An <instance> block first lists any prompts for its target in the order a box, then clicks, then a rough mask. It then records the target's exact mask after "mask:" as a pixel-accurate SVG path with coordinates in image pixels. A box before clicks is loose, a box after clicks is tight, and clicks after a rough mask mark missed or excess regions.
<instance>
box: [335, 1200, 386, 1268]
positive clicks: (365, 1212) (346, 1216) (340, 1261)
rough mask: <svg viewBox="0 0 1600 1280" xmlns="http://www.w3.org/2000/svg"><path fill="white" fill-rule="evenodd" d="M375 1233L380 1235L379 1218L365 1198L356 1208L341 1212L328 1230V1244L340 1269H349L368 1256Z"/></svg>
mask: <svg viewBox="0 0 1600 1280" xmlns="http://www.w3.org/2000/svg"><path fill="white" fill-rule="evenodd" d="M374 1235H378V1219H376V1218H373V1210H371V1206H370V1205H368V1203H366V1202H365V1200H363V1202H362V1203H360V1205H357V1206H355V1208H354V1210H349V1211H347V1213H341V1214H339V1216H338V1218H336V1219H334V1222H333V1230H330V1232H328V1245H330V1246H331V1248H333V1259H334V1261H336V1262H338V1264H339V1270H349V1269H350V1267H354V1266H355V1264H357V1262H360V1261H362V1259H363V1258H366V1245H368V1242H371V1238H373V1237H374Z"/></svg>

--------------------

Copy every line of the records above without any alteration.

An <instance> block first lists any prompts for its target in the order a box, then clicks, then a rough mask. It then records the target's exact mask after "mask:" as a pixel-accurate SVG path with coordinates in image pixels. A box before clicks is loose, a box after clicks is tight, and clicks after a rough mask mark missed or excess regions.
<instance>
box: [335, 1200, 386, 1268]
positive clicks: (365, 1212) (346, 1216) (340, 1261)
rough mask: <svg viewBox="0 0 1600 1280" xmlns="http://www.w3.org/2000/svg"><path fill="white" fill-rule="evenodd" d="M375 1233L380 1235L379 1218L365 1198L356 1208L341 1212L328 1230V1244L340 1269H349L368 1256Z"/></svg>
mask: <svg viewBox="0 0 1600 1280" xmlns="http://www.w3.org/2000/svg"><path fill="white" fill-rule="evenodd" d="M374 1235H378V1219H376V1218H373V1210H371V1206H370V1205H368V1203H366V1202H365V1200H363V1202H362V1203H360V1205H357V1206H355V1208H354V1210H349V1211H347V1213H341V1214H339V1216H338V1218H336V1219H334V1222H333V1230H330V1232H328V1245H330V1246H331V1248H333V1259H334V1261H336V1262H338V1264H339V1270H349V1269H350V1267H354V1266H355V1264H357V1262H360V1261H362V1259H363V1258H366V1245H368V1242H371V1238H373V1237H374Z"/></svg>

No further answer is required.